_Goal of the exercise_.
Copy every line of the data below, multiplying each x and y coordinate in the answers by 0.7 and rounding it to the nearest whole number, with halves rounded up. Keep all other text unchanged.

_Data section_.
— START —
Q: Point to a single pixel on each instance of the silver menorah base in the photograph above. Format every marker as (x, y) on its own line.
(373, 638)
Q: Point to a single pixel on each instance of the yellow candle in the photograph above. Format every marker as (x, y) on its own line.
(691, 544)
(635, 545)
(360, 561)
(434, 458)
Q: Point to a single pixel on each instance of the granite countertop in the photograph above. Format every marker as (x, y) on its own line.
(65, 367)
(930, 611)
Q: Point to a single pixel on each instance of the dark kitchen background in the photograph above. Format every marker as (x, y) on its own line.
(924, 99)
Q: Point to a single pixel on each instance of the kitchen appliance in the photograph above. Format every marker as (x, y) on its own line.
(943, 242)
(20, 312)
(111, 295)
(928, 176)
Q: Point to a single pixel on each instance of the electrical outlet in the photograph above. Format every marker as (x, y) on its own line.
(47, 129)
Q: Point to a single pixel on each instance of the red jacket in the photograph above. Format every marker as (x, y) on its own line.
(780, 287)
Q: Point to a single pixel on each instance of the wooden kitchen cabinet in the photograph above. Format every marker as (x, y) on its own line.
— END —
_Result below_.
Q: Point to a single pixel on each instance of the silver menorah base in the photograph above. Format every marker as (x, y) on its own line.
(261, 447)
Q: Point to a single pixel on each instance of the yellow candle in the photograph above. Format every marker as (x, y) on its own line.
(484, 381)
(445, 382)
(252, 393)
(304, 321)
Q: Point to a single pixel on each instance of the granite countertop in the photograph above. Format every marker as (x, y) on its own line.
(46, 257)
(651, 428)
Q: Point to a single pixel on each instance of the dark kitchen background in the photograph above. Format every marker as (x, y) on its own line.
(647, 69)
Q: Point to a single pixel on each instance of the kitchen appliance in the photograph above. Format every marker as (x, y) on its own line.
(660, 169)
(14, 218)
(78, 207)
(650, 123)
Q: Point to a single pixel on each instance of the electrical outlet in the photograph above. Format every marker as (x, y) on its own line.
(33, 90)
Q: Point to a single pixel on each instance of the red jacket in the photograph above. Format every marker as (x, y) on its own line.
(546, 201)
Q: Point to a single pixel on each instance of the wooden kitchen cabinet in the photograph above. Format every marker as (x, y) on its own line.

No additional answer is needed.